-- START OF Excerpt provided --

Implement DNS SRV failover
Our DNS SRV failover support is only limited to TCP (or TLS)
connect failure, which in this case pjsip will automatically
retries the next server. But even then, there is no mechanism to flag that
a server has been failing, which means that the next request may try
the same server again and triggering the failover again.
What we’ve been suggesting is to implement the failover mechanism in the
application layer. In this case, the application queries the list of available
servers either with gethostbyname, DNS SRV, or by other means.
It then specifies which server to use by putting the IP address as
proxy parameter (i.e. Route header) in the account config. The mechanism to
test the wellness of a server and when to initiate the failover is totally
controlled by the application. The application can change which server to
use by changing the account proxy setting with pjsua_acc_modify().
Warning
This IP-in-Route approach does not work for TLS. When an IP address is put in the proxy/Route URI, PJSIP uses that same value both as the TLS ClientHello SNI and as the name matched against the server certificate (CN/subjectAltName). Sending an IP literal as SNI is invalid per RFC 6066, and the certificate name check typically fails because certificates usually carry the server hostname, not its IP (unless the cert includes an iPAddress subjectAltName entry). The result is a failed handshake or a rejected certificate.
The underlying reason is that the TLS transport derives the SNI and the certificate-validation name from a single field (the next-hop URI host), so overriding the connect address with an IP also overrides the TLS name. For UDP and TCP there is no such name check, so the IP-in-Route approach above works as-is.
Failover with TLS
To do application-controlled failover over TLS, keep the hostname in the proxy/Route URI (so SNI and certificate validation use the correct name) and select the actual server address separately. A PJSUA application can do this with an external resolver (current releases) or with server affinity (the release after 2.17); an application working directly at the PJSIP layer can use the transport API.
Using an external resolver (PJSUA)
Register an external resolver with pjsip_endpt_set_ext_resolver().
Because the next-hop hostname is recorded before resolution runs, dest_info.name
stays the hostname — so SNI and certificate validation remain correct — while
your resolver callback decides which address(es) to return for that hostname,
in what order, and which failing server to exclude. PJSIP then uses the
returned addresses (and retries the next one on connect failure). This works
with PJSUA on current releases and keeps all failover policy in the application.
The resolver is just a single resolve callback — typically a thin wrapper
over pj_getaddrinfo() (or your own server table) that returns the addresses
in the order your failover logic prefers:
/* Turn the next-hop hostname into an address list, in your preferred
* order. dest_info.name already holds the hostname, so SNI/cert are
* unaffected by what is returned here.
*/
static void my_resolve(pjsip_resolver_t *res, pj_pool_t *pool,
const pjsip_host_info *target, void *token,
pjsip_resolver_callback *cb)

-- END OF Excerpt provided --

**Work instructions**
a - Rewrite the PJSIP failover notes starting at "The underlying reason" and ending at "resolver with pjsip_endpt_set_ext_resolver().", putting "host name" wherever "hostname" appears.
b - Carry on the PJSIP failover notes from the point where they stop.
The material after this text is not needed.

-- START OF Dataset excerpt --

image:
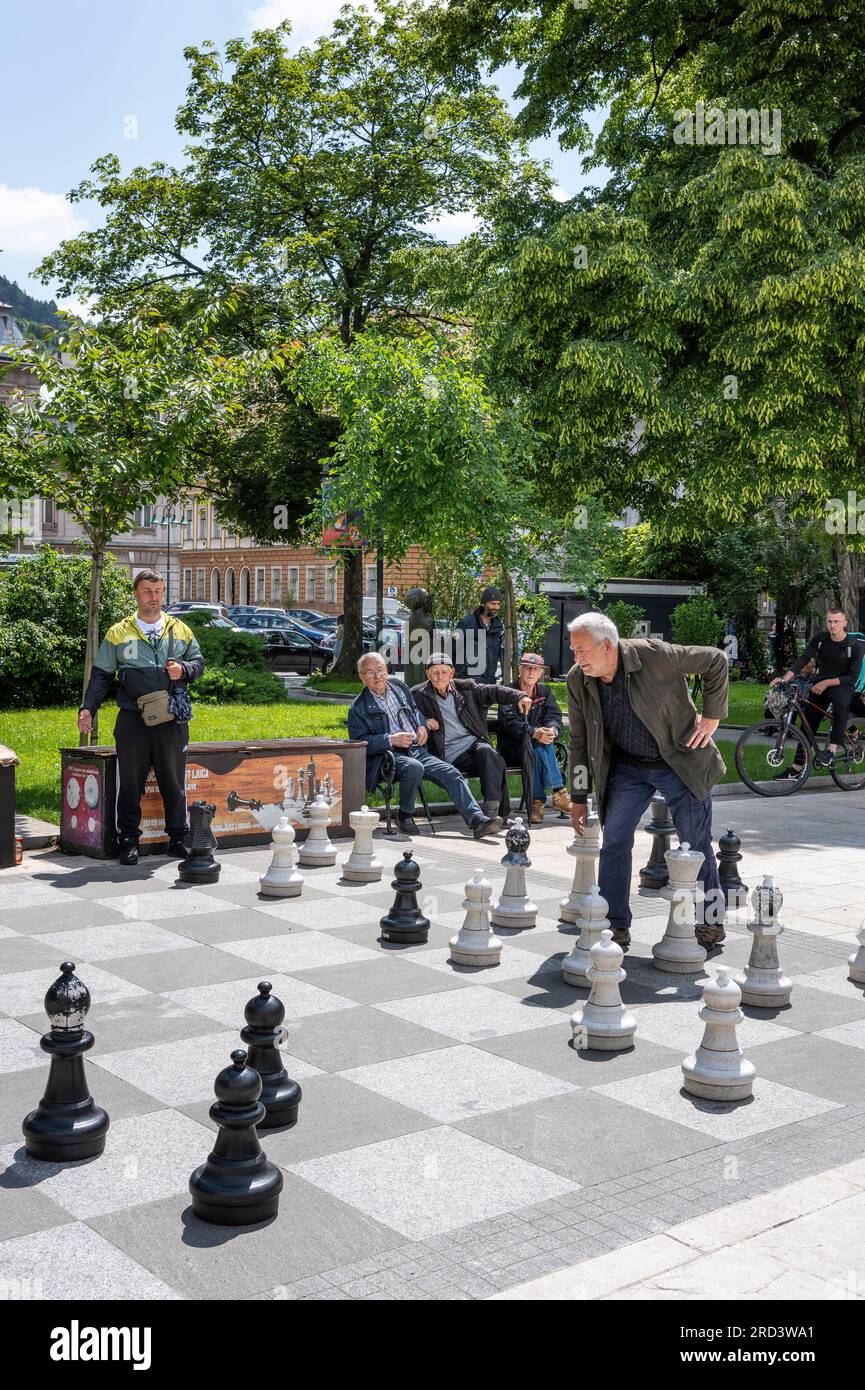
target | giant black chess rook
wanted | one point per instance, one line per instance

-- END OF Dataset excerpt --

**Solved tasks**
a -
The underlying reason is that the TLS transport derives the SNI and the certificate-validation name from a single field (the next-hop URI host), so overriding the connect address with an IP also overrides the TLS name. For UDP and TCP there is no such name check, so the IP-in-Route approach above works as-is.
Failover with TLS
To do application-controlled failover over TLS, keep the host name in the proxy/Route URI (so SNI and certificate validation use the correct name) and select the actual server address separately. A PJSUA application can do this with an external resolver (current releases) or with server affinity (the release after 2.17); an application working directly at the PJSIP layer can use the transport API.
Using an external resolver (PJSUA)
Register an external resolver with pjsip_endpt_set_ext_resolver().

b -
{
pjsip_server_addresses svr;
pj_addrinfo ai[8];
unsigned i, cnt = PJ_ARRAY_SIZE(ai);
pj_status_t status;
pj_bzero(&svr, sizeof(svr));
/* Resolve the hostname (getaddrinfo/DNS SRV), or consult your own
* server table here and drop/reorder the servers you think are down.
*/
status = pj_getaddrinfo(pj_AF_UNSPEC(), &target->addr.host, &cnt, ai);
if (status != PJ_SUCCESS) {
cb(status, token, &svr); /* svr.count == 0: nothing resolved */
return;
}
for (i = 0; i < cnt; ++i) {
pj_sockaddr_cp(&svr.entry[i].addr, &ai[i].ai_addr);
pj_sockaddr_set_port(&svr.entry[i].addr,
(pj_uint16_t)(target->addr.port ?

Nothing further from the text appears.